- **掲載本文**:
● ● ● ● ● ● ●

ブルンジ大統領、心不全で死去。6万人の難民を抱えるルワンダへの影響は?

アフリカのルワンダでスタディツアーの運営や情報発信を仕事にしています、タケダノリヒロ(@NoReHero)です。

2020年6月9日、ブルンジ大統領のピエール・ヌクルンジザ(Pierre Nkurunziza)氏が心不全で亡くなりました。享年55歳。15年にわたり政権を率いたヌクルンジザ氏は、2か月後に退任する予定でした。

この出来事で、私たちの住む隣国ルワンダにはどんな影響があるのでしょうか三選問題難民民族対立から考えてみました。

「三選問題」と抗議デモ、難民の発生

2005年に大統領となったヌクルンジザ氏は、2010年に再選を果たします。2015年に三選を目指して出馬表明をしましたが、これは憲法違反にあたるため野党は憲法違反だと非難。激しい抗議デモとクーデター未遂に発展しました。これによって少なくとも1200人が死亡40万人が国外に逃れたとされています。氏は三選を果たしましたが、情勢不安は続き、人権団体からは野党やメディアに対する弾圧を非難する声が頻繁に上がっている状況でした。

【参考】ブルンジ大統領、心不全で死去 長期政権の終焉目前に 写真5枚 国際ニュース:AFPBB News 

国民投票によって憲法を改正し、最長2034年まで大統領を務めることが可能になったのですが、結局今年2020年5月の大統領選には不出馬。代わりに彼が選んだエヴァリステ・ヌダイシミエ氏が当選。8月から就任予定でした。ヌダイシミエ氏の大統領就任後もヌクルンジザ氏は影響力を及ぼすのでは、と目されていましたが「心不全」により急遽亡くなってしまったのです。

【参考】Burundi: Who is Evariste Ndayishimiye?: The Standard

三選問題におけるブルンジとルワンダの違い

実はルワンダでもブルンジと同様に、2015年に憲法改正がおこなわれ三選が可能となりました。これにより現在でもカガメ大統領がトップに立っています。しかしながら、三選問題でクーデター未遂にまで発展したブルンジとは異なり、ルワンダで大きな混乱は発生しませんでした。その差は何だったのか。

● ● ● ● ● ● ●

- **保存データ項目**:
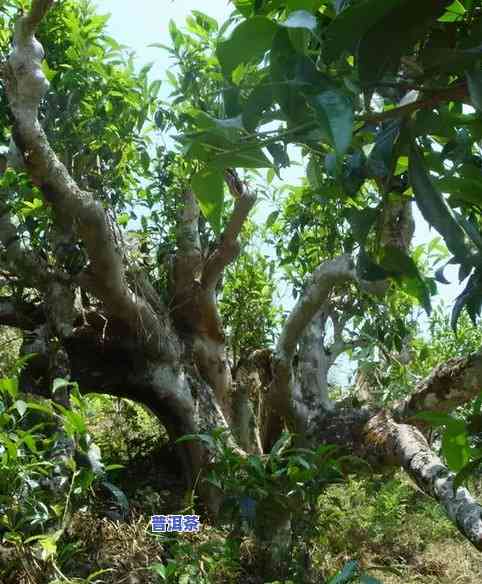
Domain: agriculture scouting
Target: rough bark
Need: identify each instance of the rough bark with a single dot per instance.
(406, 446)
(450, 385)
(176, 362)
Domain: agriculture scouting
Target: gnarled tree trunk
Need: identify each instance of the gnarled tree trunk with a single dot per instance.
(173, 357)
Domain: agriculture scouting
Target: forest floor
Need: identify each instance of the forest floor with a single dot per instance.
(395, 532)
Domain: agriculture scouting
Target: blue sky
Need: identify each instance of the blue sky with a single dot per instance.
(140, 23)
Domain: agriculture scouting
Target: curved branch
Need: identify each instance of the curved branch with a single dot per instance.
(450, 385)
(188, 263)
(325, 277)
(405, 445)
(228, 249)
(20, 314)
(26, 85)
(328, 275)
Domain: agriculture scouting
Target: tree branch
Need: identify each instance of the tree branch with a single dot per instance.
(26, 85)
(458, 93)
(328, 275)
(228, 248)
(405, 445)
(450, 385)
(20, 314)
(188, 264)
(323, 280)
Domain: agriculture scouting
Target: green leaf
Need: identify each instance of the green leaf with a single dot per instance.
(300, 19)
(470, 299)
(20, 406)
(368, 270)
(462, 188)
(397, 262)
(352, 23)
(366, 579)
(119, 495)
(474, 82)
(466, 472)
(159, 569)
(383, 45)
(455, 447)
(59, 383)
(437, 419)
(208, 186)
(335, 114)
(361, 221)
(380, 161)
(248, 43)
(245, 158)
(434, 207)
(347, 574)
(258, 101)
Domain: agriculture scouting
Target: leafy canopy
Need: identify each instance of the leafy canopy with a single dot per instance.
(383, 98)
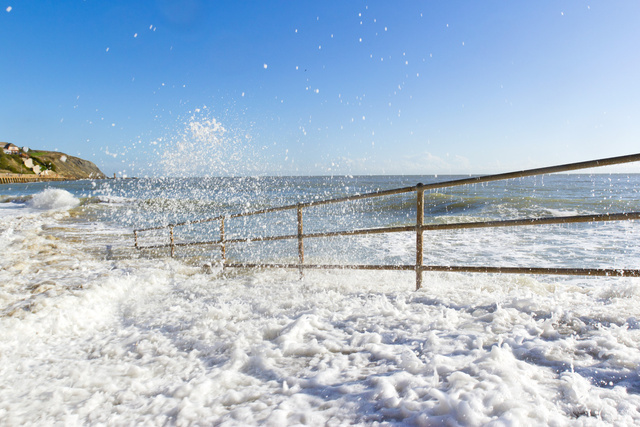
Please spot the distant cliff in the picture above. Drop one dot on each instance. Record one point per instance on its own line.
(51, 164)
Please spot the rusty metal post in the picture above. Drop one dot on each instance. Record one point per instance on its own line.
(223, 249)
(419, 236)
(173, 246)
(300, 242)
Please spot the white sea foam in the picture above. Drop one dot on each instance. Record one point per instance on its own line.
(95, 333)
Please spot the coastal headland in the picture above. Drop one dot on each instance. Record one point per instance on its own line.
(26, 165)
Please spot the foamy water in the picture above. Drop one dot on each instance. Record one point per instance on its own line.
(94, 332)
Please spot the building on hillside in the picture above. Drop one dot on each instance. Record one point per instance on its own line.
(11, 149)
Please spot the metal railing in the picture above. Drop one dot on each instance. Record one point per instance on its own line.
(419, 228)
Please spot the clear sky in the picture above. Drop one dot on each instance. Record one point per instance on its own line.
(321, 87)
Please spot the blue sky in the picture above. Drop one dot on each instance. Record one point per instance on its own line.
(324, 87)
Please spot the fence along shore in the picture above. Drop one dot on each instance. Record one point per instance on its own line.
(419, 228)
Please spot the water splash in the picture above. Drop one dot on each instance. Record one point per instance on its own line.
(204, 147)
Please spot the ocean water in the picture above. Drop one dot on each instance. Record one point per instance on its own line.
(93, 331)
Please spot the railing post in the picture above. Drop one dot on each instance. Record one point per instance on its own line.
(300, 242)
(419, 236)
(222, 245)
(173, 247)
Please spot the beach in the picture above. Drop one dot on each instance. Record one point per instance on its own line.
(97, 332)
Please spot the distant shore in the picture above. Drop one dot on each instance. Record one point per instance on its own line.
(12, 178)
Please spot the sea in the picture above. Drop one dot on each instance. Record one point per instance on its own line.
(94, 331)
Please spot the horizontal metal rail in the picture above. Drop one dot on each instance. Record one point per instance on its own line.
(445, 184)
(427, 227)
(596, 272)
(419, 228)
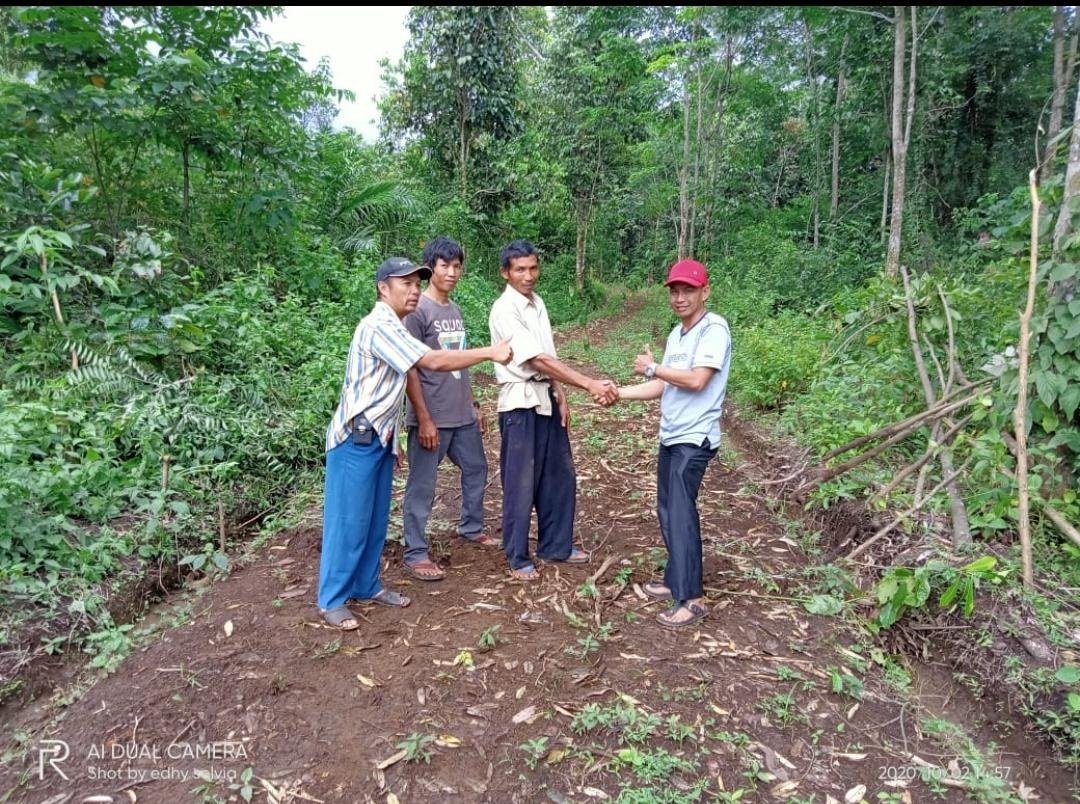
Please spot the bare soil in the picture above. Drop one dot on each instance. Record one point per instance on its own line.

● ● ● ● ● ● ●

- **課題一覧**:
a. ブルンジ大統領の死去を扱った本文にある「15年にわたり政権を率いたヌクルンジザ氏は、2か月後に退任する予定でした。」という文を英語に訳してください。
b. ブルンジ大統領の死去を扱った本文の続きを、最後の文の後から書いてください。

- **課題別の解答**:
a. Nkurunziza, who had led the government for 15 years, was scheduled to step down two months later.

b.
それは内戦の終結方法の違いだと言われています。ルワンダでは1994年の虐殺をRPF(ルワンダ愛国戦線)が鎮圧し、政権を奪取しました。それにより、国内には大きな反政府勢力は残っていません。一方国際社会の仲介によって内戦が終結したブルンジでは、権力分有制度のために反政府勢力が強い影響力を保持しました。そのためにブルンジでは激しい抗議活動とそれに対する弾圧がおこなわれたのです。

【参考】アフリカの「三選問題」――ブルンジ、ルワンダ、コンゴ共和国の事例から――

ルワンダへの難民増加の懸念

こういった流れを見ると、今回の大統領逝去に伴うルワンダに対する影響のひとつとして考えられるのが、ブルンジからの難民増加です。2015年にヌクルンジザ氏が三選を目指して出馬表明をした際に起こった暴動で、ブルンジからルワンダに難民が発生。現在マハマキャンプには約6万人のブルンジ難民がいるとされています。

【参考】マハマ難民キャンプにおけるブルンジ難民支援2案件(WFP,UNHCR連携)開始式典 | 在ルワンダ日本国大使館

今回の大統領急逝により、現在でも勢力をもつ反政府勢力の活動が活発化し、ブルンジ国内の政情不安定化、難民が増加するといった影響が考えられます。

ツチ対フツの構図

ブルンジとルワンダでは、多数派のフツ族、少数派のツチ族、少数民族のトゥワ族が存在するという民族構成も共通しています。

ルワンダでは1994年の虐殺以降、民族融和が進められました。現在では公には「ルワンダ人はひとつの民族」として民族の区分はなくなっています。しかしながら、虐殺を鎮圧したのが現大統領のポール・カガメ氏をはじめとするツチ族系の人々が組織したRPFであるために、現政権下でもツチにルーツをもつ人々の力が強いとされています。

一方ブルンジでは今回亡くなったンクルンジザ大統領も、新たな大統領のヌダイシミエ氏もフツ系です。以前ブルンジがツチ系の政権だったときはルワンダとの関係が良好だったようですが、現在はフツ系の政権のため両国の関係性は芳しくありません。これからブルンジは新政権となりますが、ルーツだけを見れば、今後も両国の関係改善は期待は薄いと推測されます。

ブルンジ大統領死去によるルワンダへの影響

以上、ブルンジ大統領死去によるルワンダへの影響をまとめると、難民の増加や、二国間関係の悪化などが考えられます。ただでさえ新型コロナウイルスの猛威に各国がさらされているこの状況。ブルンジの新政権誕生が平和裏に進み、治安がこれ以上悪化しないことを祈ります。